### Assignment
Starting at the top line, print the entries below exactly as they are and skip every picture.

### Extracted material
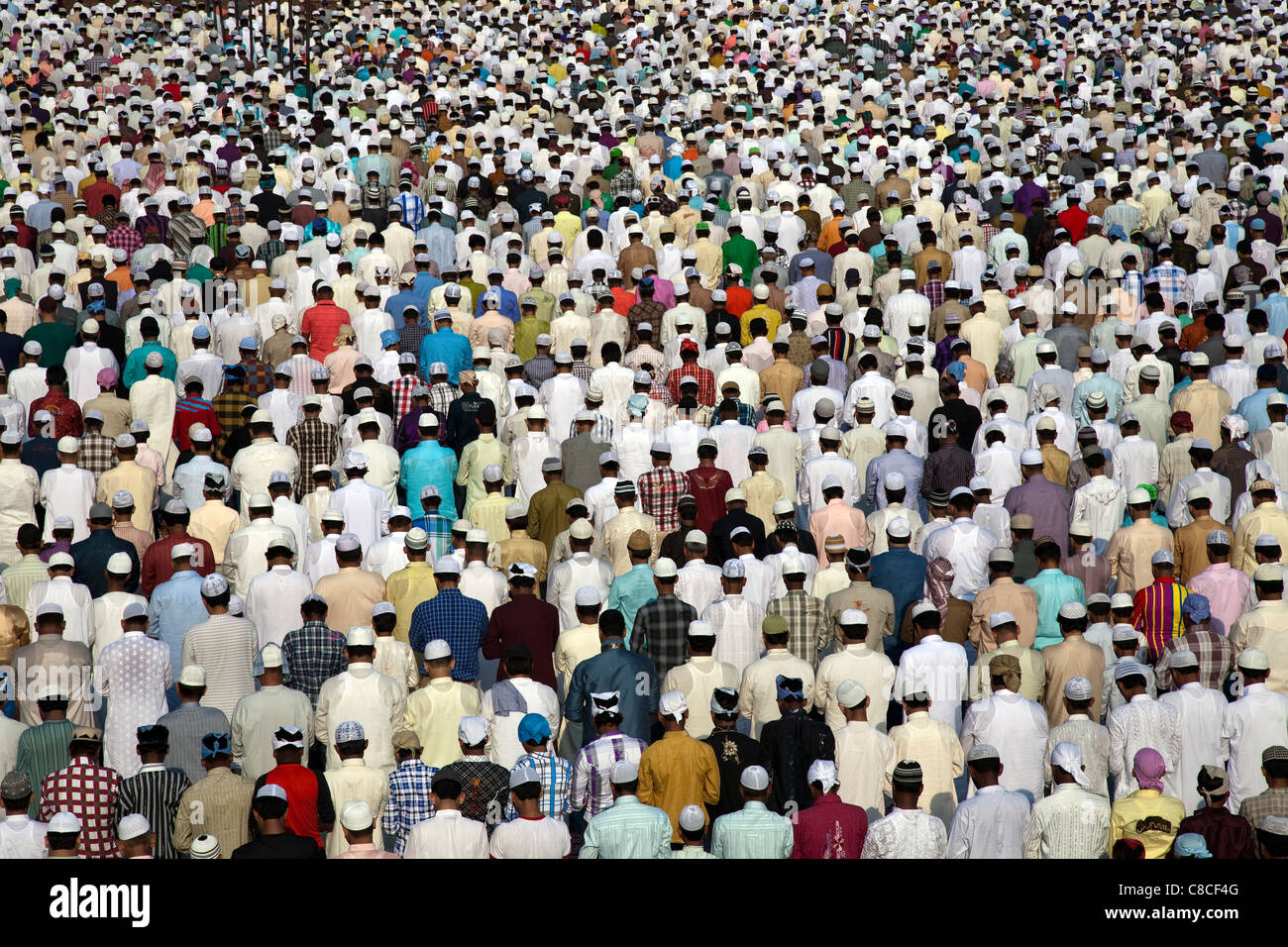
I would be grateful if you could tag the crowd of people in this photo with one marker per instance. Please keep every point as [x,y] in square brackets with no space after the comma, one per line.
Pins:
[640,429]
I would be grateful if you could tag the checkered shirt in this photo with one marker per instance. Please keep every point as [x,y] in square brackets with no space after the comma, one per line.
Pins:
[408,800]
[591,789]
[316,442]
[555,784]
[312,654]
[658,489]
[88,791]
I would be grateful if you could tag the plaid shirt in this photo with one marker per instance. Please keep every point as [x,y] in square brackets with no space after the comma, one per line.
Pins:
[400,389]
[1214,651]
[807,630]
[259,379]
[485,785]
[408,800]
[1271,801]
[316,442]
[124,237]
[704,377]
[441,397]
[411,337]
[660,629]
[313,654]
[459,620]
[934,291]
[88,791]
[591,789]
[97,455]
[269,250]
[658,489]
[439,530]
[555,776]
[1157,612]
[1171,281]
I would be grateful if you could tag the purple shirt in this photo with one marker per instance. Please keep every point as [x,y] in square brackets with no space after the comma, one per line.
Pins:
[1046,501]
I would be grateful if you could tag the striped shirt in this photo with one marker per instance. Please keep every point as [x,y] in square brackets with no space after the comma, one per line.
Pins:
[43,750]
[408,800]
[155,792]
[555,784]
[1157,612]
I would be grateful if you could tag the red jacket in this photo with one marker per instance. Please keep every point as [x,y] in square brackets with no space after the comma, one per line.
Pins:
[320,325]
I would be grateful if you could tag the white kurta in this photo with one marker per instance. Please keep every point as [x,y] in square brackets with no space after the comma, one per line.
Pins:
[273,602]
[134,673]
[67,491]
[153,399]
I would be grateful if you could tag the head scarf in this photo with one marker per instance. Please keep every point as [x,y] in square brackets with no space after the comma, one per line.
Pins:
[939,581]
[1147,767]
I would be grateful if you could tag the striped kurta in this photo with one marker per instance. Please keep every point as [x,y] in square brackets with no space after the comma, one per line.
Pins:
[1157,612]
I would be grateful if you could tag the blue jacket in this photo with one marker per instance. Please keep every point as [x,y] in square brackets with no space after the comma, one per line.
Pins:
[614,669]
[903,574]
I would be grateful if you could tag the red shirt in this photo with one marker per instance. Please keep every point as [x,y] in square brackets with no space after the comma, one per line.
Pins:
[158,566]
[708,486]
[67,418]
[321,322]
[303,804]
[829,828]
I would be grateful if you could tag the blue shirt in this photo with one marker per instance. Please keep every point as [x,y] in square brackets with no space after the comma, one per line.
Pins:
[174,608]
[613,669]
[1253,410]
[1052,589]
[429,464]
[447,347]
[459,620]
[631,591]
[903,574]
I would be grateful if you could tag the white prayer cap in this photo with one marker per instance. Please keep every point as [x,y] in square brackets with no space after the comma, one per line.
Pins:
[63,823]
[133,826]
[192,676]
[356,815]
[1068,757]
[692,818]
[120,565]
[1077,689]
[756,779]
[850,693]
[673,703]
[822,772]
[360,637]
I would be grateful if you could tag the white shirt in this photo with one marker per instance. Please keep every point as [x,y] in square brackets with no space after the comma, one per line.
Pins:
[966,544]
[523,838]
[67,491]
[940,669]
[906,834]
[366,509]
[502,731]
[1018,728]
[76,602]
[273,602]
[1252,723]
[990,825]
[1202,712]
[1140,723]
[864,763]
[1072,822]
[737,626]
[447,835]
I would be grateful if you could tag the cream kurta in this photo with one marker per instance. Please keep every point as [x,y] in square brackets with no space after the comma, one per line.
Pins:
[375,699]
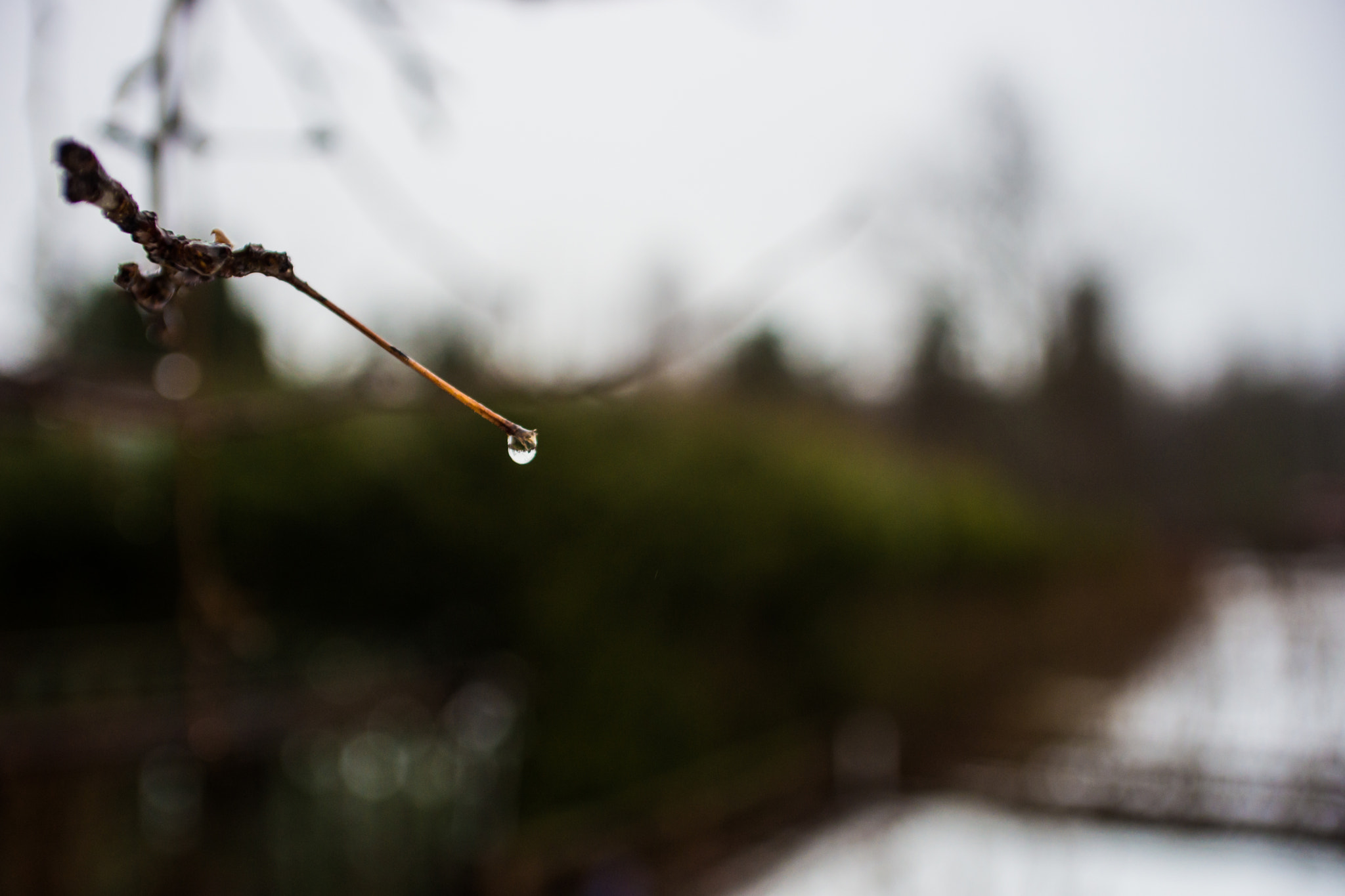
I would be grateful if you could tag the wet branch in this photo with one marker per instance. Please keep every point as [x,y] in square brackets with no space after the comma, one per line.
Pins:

### Your solution
I would be grateful if you could tag the crowd of people in this photo with one marker per instance. Please keep every point as [x,y] in square brackets with no space after the comma, one per line.
Pins:
[640,429]
I would be grateful if you could tag the checkered shirt in this photo with one marker per instance. Please keep every point as [x,y] in square brackets with no space after the comma, one per line.
Pins:
[408,800]
[591,789]
[316,442]
[555,784]
[312,654]
[658,489]
[88,791]
I would be grateful if you could tag the plaid shirt in this photo with one marker per instance. Please keep every point as [x,y] in square brackets with no space after the comma, one per line.
Pins:
[400,389]
[1214,651]
[807,630]
[259,379]
[485,785]
[408,800]
[1271,801]
[316,442]
[124,237]
[704,377]
[441,397]
[411,337]
[660,629]
[313,654]
[459,620]
[934,291]
[88,791]
[591,789]
[97,455]
[269,250]
[658,489]
[439,530]
[555,776]
[1157,612]
[1171,281]
I would be grateful if you could tag the purple shirt in this photo with one marker per instance. Please keep every point as [x,y] in square brackets with no space after the comma, one per line.
Pins:
[1046,501]
I would be grateful if you could tag the striped shirt in this photo with one marker per instance. Please keep every point as [x,y] in square brackets with no space after the comma, one per line.
Pins:
[43,750]
[408,800]
[155,792]
[555,784]
[1157,612]
I would be grateful if you could tag the red jacket in this photo with one marker per instance. Please keep every point as [x,y] in square brackets with no space after the comma, one per line.
Pins:
[320,325]
I would be grateful if you could tag the white kurta in this photo with one marker per instance. Please keep every point as [x,y] in square brackets with no space after the comma, one per line.
Pins:
[273,602]
[134,673]
[67,491]
[153,399]
I would be grateful if you could tag the head scarf in this photo with one marker per instance. Please keep every point as [x,y] in square brackets with no space after the comma, one per line.
Pins:
[939,581]
[1147,767]
I would be grateful if you could tag the striped kurta in this photo with one marker per instance. Please keep every point as [x,y] in square brackets with no space after the comma, one per line.
Pins:
[1157,612]
I would be grateful if you could tag the blue jacket in this photo with one marker per instance. Please keep every point as [x,y] in square brackets with no space after the comma, one per line.
Pins:
[614,669]
[903,574]
I would be grateful if you could tag the red shirt in this photo with one marker per instance. Please keep every point as [x,y] in square brackets with no space after the comma, one per line.
Pins:
[158,566]
[708,486]
[67,418]
[321,322]
[303,804]
[829,828]
I would be grateful if you could tag the blue shirt in this photo with one marker per instance. Please keep every point as [x,y] in square brackets with no space after the comma, one per line.
Pins:
[174,608]
[613,669]
[1253,410]
[1052,589]
[429,464]
[447,347]
[459,620]
[631,591]
[903,574]
I would be grateful if you could tag the white prayer cap in this photo with one marker per instance. Please keep every point as [x,y] in square brackets with no space after the comma, one per line.
Pins:
[63,823]
[133,826]
[192,676]
[356,815]
[1068,757]
[692,818]
[120,565]
[1077,689]
[756,779]
[850,693]
[673,703]
[822,772]
[360,637]
I would be grateful if you could tag the white shirt in this photo with one marker per instance. Please keep every point as [x,y] in square brackets with no space after the comma, one per line.
Pins:
[966,544]
[523,838]
[67,491]
[940,669]
[906,834]
[366,509]
[502,731]
[1018,728]
[76,602]
[273,602]
[1252,723]
[990,825]
[1202,712]
[1140,723]
[864,763]
[1072,822]
[737,626]
[447,835]
I would be grateful if you could tag the cream kurta in this photo with one marker per instance. Please keep every point as [x,y] in square brackets with no space after the comma, one per line.
Pins:
[375,699]
I would be grateful if you could tag the wet branch in this photo with one marker per instance. Please keep every point as [x,y] in square brackets with no space after the comma, one per line.
Pins:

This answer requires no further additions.